## REQUEST
Repeat every one of the records below line for line, changing nothing.

Location identification items
--------------------------------------------------
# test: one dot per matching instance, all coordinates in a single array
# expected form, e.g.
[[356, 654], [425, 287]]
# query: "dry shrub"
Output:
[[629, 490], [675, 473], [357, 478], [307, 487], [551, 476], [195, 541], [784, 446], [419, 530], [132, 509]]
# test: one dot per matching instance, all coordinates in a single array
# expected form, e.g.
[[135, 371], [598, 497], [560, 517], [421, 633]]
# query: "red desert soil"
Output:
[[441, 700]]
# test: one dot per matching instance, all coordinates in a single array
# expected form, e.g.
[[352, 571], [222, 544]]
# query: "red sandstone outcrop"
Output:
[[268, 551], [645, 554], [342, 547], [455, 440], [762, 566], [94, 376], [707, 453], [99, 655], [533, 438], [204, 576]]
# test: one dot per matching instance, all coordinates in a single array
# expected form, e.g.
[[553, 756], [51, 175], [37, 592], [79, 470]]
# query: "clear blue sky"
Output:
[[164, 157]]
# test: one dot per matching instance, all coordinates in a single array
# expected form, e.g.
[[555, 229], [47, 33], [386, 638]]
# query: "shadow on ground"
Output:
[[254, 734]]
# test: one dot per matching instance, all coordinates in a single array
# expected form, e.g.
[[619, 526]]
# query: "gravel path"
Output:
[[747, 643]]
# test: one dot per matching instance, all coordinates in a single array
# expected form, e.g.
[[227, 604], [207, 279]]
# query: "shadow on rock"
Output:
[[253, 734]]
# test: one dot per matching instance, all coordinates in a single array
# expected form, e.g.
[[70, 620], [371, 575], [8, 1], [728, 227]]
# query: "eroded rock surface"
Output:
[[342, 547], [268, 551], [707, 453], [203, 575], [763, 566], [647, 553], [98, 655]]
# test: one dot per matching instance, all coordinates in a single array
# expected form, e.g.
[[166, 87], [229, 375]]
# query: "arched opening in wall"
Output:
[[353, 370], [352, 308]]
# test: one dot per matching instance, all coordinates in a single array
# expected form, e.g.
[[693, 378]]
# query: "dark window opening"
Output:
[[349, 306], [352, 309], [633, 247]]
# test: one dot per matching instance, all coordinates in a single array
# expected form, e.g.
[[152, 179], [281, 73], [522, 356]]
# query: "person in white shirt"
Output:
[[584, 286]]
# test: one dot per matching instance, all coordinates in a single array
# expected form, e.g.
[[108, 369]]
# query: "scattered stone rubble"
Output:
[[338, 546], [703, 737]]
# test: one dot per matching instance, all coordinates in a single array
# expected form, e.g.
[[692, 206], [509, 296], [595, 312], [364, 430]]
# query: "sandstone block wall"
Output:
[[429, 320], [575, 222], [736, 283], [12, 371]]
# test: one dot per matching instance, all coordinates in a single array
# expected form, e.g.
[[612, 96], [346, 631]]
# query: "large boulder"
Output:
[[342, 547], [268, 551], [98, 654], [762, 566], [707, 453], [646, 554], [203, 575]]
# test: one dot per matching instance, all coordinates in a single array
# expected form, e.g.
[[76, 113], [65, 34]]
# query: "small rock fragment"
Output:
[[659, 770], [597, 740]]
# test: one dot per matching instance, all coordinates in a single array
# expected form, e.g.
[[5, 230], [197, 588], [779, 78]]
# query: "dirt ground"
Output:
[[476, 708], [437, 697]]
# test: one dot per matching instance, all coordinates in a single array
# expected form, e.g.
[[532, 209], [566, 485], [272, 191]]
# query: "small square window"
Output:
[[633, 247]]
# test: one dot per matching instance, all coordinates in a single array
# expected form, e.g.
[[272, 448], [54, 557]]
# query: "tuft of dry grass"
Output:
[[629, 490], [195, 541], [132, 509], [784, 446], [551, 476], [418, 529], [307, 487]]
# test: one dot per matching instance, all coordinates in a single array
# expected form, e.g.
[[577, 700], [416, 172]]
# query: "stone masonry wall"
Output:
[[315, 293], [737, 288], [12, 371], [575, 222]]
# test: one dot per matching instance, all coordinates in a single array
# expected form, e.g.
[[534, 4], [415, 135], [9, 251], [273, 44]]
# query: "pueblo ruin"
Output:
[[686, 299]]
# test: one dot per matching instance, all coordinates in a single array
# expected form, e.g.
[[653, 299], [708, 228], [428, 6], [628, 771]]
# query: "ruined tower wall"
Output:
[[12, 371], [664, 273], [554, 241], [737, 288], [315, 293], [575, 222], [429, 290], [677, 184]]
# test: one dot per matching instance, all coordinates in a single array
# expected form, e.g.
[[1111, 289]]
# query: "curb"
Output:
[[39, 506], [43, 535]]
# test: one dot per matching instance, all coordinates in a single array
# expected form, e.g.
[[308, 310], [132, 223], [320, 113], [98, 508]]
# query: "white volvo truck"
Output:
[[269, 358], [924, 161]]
--------------------------------------------------
## SOLUTION TO THIS TASK
# test: one dot per matching instance, all coordinates in a single array
# expected form, e.g.
[[356, 654], [425, 287]]
# query: "dry shrub"
Output:
[[629, 490], [675, 473], [357, 478], [307, 487], [551, 476], [195, 541], [784, 446], [419, 530], [132, 509]]
# test: one dot per matching instance, all coordinates in a single array
# expected form, e.g.
[[135, 371], [598, 497], [560, 517], [421, 633]]
# query: "red desert soil"
Output:
[[441, 700]]
# test: one dot per matching instance, all coordinates in a single array
# expected form, e.g.
[[352, 571], [222, 544]]
# query: "red sandstone outcrop"
Output:
[[268, 551], [645, 554], [342, 547], [455, 440], [762, 566], [94, 376], [707, 453], [99, 655], [533, 438], [204, 576]]
# test: one dot per matching instance, all coordinates in a single array
# expected form, e.g.
[[553, 756], [51, 175], [37, 592], [79, 470]]
# query: "clear blue sky"
Output:
[[164, 157]]
# test: one dot per matching instance, all coordinates in a single array
# expected form, e.g.
[[555, 229], [47, 33], [386, 638]]
# query: "shadow on ground"
Output:
[[254, 734]]
# test: one dot per matching instance, all coordinates in a single array
# expected form, e.g.
[[619, 526]]
# query: "gravel path"
Output:
[[747, 643]]
# test: one dot per matching instance, all coordinates in a single array
# expected form, e.g.
[[227, 604], [207, 279]]
# query: "shadow on rock"
Output:
[[253, 734]]
# test: one dot per matching instance, all coordinates in a single array
# expected form, e.g.
[[70, 620], [371, 575], [8, 1], [728, 227]]
# query: "eroded rock surface"
Output:
[[342, 547], [268, 551], [707, 453], [203, 575], [763, 566], [647, 553], [98, 655]]
# test: one dot per matching instance, all coordinates in a single array
# expected form, e.g.
[[166, 87], [229, 375]]
# query: "arched opening in wall"
Output:
[[353, 370], [352, 308]]
# test: one dot per matching instance, all coordinates in a single array
# expected form, e.g.
[[693, 378]]
# query: "dark window opening"
Output:
[[349, 306], [352, 309], [633, 247]]
# test: one dot per matching instance, all coordinates in a single array
# expected form, e.g.
[[152, 179], [281, 73], [522, 356]]
# query: "person in white shirt"
Output:
[[584, 286]]
# test: one dot per matching instance, all coordinates in a single array
# expected form, e.g.
[[108, 369]]
# query: "scattered stone rubble"
Output:
[[338, 546], [703, 737]]
# test: one dot per matching instance, all coordinates in a single array
# expected form, e.g.
[[692, 206], [509, 296], [595, 312], [364, 430]]
# query: "sandstone block wall"
Output:
[[429, 320], [575, 222], [736, 283], [12, 371]]
# test: one dot per matching instance, all coordinates in a single array
# expected form, e.g.
[[612, 96], [346, 631]]
# query: "large boulder"
Output:
[[342, 547], [268, 551], [98, 654], [762, 566], [707, 453], [646, 554], [203, 575]]
# test: one dot per matching instance, all coordinates in a single array
# expected form, e.g.
[[76, 113], [65, 34]]
# query: "small rock fragment"
Output:
[[659, 770], [597, 740]]
# test: one dot per matching instance, all coordinates in a single array
# expected form, e.g.
[[5, 230], [197, 588], [779, 78]]
# query: "dirt ground"
Output:
[[476, 708], [437, 697]]
# test: one dot per matching instance, all coordinates in a single array
# expected form, e.g.
[[532, 209], [566, 485], [272, 191]]
# query: "small square window"
Output:
[[633, 247]]
# test: one dot per matching instance, all coordinates in a single array
# expected form, e.g.
[[272, 448], [54, 557]]
# query: "tuft of dry grass"
Output:
[[629, 490], [195, 541], [132, 509], [784, 446], [551, 476], [418, 529], [307, 487]]
# test: one dot per matching instance, all coordinates in a single array
# expected form, e.g.
[[577, 700], [416, 172]]
# query: "stone masonry wall"
Output:
[[315, 293], [737, 288], [12, 371], [575, 222]]
# test: one dot per matching instance, all coordinates in a single array
# expected form, e.g.
[[534, 4], [415, 135], [9, 251], [273, 44]]
# query: "pueblo ruin"
Output:
[[686, 299]]
# test: one dot per matching instance, all coordinates in a single array
# expected form, e.g.
[[653, 299], [708, 228], [428, 6], [628, 771]]
# query: "ruined tower wall"
Output:
[[12, 371], [664, 273], [554, 241], [737, 288], [315, 293], [575, 222], [429, 290], [677, 184]]
# test: one dot per matching instance, all coordinates in a single array
# expected form, e.g.
[[1111, 289]]
# query: "curb"
Output:
[[39, 506], [43, 535]]
# test: one dot per matching instance, all coordinates in a single array
# expected form, e.g.
[[308, 310], [132, 223], [320, 113], [98, 508]]
# query: "white volvo truck"
Output:
[[269, 358], [924, 161]]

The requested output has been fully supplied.